:: Short task ::
Could you revise the rows from the line with "Expected: one point per instance of the terrible's" through the last row, replacing "car windshield" with "vehicle windshield" and giving back only those lines, with nothing else changed?

Excerpts of location labeling data:
__________________________________________________
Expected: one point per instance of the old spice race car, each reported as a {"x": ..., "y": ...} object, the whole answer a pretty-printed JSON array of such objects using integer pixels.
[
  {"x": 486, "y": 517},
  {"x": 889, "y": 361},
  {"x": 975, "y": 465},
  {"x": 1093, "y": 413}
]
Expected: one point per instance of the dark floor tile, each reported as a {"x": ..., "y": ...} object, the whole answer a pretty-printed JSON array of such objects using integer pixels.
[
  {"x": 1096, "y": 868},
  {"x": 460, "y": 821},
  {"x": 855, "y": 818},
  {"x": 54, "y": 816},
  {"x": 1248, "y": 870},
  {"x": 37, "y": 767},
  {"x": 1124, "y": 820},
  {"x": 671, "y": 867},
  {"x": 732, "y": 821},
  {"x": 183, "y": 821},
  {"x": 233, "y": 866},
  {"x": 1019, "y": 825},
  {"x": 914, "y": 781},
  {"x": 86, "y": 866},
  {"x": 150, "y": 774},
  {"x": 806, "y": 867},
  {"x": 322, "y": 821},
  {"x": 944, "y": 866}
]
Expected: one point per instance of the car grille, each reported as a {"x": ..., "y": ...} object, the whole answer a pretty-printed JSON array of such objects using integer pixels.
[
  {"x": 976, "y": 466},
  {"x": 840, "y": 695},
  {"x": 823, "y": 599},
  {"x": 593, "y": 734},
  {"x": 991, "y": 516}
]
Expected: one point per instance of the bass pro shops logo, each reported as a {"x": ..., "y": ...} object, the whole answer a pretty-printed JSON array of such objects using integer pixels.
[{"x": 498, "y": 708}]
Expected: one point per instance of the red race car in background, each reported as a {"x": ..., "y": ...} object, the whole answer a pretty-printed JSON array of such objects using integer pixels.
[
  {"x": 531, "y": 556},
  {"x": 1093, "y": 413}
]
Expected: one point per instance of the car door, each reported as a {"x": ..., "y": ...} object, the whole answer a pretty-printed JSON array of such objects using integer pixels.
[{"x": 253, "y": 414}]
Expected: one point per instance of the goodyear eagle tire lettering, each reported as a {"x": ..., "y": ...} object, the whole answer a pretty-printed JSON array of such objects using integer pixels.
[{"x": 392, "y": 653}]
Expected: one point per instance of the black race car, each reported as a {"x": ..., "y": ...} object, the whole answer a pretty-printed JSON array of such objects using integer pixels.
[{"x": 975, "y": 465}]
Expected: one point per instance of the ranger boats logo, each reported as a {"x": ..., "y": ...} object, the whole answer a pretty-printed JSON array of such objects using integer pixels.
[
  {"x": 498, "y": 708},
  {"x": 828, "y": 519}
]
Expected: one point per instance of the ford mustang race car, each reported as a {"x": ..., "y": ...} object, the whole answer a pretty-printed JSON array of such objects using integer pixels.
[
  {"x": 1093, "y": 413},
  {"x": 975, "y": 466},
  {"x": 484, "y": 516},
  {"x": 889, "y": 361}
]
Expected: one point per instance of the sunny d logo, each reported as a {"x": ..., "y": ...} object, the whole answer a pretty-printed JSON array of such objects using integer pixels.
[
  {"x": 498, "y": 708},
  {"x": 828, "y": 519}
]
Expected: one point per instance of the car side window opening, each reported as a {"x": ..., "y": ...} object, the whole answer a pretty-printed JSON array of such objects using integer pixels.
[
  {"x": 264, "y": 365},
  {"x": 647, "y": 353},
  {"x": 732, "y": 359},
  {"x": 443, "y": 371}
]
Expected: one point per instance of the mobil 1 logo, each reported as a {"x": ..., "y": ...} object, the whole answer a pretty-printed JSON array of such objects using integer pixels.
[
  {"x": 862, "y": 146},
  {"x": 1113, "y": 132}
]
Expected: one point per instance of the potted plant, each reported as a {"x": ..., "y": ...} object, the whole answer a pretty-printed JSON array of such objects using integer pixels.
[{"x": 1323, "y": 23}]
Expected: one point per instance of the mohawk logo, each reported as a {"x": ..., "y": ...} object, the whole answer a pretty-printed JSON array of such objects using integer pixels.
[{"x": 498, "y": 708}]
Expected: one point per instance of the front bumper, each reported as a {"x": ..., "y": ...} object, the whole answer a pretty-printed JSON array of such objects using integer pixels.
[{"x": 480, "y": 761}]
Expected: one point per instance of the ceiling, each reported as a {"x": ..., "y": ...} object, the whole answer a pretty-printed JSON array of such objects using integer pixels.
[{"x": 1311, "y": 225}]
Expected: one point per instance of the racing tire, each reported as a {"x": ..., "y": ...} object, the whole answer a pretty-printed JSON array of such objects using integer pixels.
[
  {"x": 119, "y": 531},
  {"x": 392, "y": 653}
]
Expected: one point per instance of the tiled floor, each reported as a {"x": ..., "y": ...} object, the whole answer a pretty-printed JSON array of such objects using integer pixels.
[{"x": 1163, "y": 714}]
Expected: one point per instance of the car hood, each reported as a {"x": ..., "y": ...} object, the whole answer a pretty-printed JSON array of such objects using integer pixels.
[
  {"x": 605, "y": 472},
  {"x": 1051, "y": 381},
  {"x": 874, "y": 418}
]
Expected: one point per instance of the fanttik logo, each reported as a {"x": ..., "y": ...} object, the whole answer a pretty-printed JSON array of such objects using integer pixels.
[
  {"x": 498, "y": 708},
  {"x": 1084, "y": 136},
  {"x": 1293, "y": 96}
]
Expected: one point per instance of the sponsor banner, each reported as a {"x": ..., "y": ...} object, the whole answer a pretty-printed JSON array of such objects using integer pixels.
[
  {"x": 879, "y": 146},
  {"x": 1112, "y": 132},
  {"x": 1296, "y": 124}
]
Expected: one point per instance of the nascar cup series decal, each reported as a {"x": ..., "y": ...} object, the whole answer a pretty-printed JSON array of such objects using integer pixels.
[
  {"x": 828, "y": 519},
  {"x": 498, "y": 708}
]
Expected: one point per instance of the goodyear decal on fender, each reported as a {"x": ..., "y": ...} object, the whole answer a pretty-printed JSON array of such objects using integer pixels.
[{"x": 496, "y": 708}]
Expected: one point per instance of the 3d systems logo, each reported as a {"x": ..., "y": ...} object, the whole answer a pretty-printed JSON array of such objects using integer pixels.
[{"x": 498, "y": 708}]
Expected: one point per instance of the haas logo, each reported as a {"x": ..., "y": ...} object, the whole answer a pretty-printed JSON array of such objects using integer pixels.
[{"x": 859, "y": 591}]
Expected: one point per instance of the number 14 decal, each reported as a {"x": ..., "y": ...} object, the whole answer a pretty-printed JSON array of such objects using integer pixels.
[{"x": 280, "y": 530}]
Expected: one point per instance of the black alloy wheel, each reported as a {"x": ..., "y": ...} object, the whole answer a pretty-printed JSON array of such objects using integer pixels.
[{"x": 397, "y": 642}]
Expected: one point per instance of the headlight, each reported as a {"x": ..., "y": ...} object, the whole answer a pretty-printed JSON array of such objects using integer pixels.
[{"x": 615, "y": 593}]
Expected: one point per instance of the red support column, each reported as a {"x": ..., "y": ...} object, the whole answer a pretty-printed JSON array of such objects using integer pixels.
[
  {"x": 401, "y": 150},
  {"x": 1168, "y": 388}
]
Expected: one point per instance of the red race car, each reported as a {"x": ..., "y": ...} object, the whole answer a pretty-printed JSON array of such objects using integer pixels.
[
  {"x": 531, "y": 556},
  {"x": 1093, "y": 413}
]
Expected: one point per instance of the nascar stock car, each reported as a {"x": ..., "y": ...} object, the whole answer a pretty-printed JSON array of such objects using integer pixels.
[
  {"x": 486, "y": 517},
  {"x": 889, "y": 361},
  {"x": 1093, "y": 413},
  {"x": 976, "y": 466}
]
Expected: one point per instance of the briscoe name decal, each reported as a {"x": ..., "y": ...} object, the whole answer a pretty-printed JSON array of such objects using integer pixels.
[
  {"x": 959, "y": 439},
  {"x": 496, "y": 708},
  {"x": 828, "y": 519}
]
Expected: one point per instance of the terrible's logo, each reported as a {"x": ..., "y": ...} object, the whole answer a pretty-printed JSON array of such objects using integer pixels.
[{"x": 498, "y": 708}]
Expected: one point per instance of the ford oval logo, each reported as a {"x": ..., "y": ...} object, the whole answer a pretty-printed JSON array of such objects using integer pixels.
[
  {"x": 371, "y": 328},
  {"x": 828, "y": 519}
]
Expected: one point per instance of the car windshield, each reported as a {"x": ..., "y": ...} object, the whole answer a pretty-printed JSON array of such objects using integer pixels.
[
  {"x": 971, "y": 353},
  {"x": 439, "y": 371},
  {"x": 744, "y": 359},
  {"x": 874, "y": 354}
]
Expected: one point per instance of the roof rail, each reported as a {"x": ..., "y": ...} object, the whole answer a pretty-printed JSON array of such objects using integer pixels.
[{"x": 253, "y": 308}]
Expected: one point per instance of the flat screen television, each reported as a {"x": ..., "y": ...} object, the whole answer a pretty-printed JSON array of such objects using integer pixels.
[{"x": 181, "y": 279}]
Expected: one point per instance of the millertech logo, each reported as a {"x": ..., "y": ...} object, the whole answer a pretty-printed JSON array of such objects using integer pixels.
__________________________________________________
:: Full solution ::
Expected: one point per instance of the terrible's logo, each reported as a {"x": ..., "y": ...} object, the whole answer a pretty-printed JSON array of such objects using integer pixels.
[{"x": 498, "y": 708}]
Expected: one point per instance of the ford oval logo, each reported as a {"x": ..., "y": ...} object, the whole answer a pretty-printed JSON array of such objects using integer pixels.
[
  {"x": 371, "y": 328},
  {"x": 828, "y": 519}
]
Expected: one point per instance of the vehicle windshield, each reported as a {"x": ..., "y": ...} object, the whole answer a pretty-printed JSON array of such objects using integer pixels.
[
  {"x": 971, "y": 353},
  {"x": 439, "y": 371},
  {"x": 744, "y": 359},
  {"x": 874, "y": 354}
]
Expected: one point per instance of the roof rail, each reported as a {"x": ..., "y": ...} object, the whole answer a pretty-printed JSON array of such objects using integer pixels.
[{"x": 253, "y": 308}]
Expected: one point per instance of the flat screen television, each reported as a {"x": ..., "y": ...} object, the whole answer a pretty-printed JSON array of such objects using integer pixels.
[{"x": 181, "y": 279}]
Expected: one point per instance of the millertech logo, each reported as a {"x": ..., "y": ...} object, the whole answer a pretty-printed JSON array of such objects using integer pixels.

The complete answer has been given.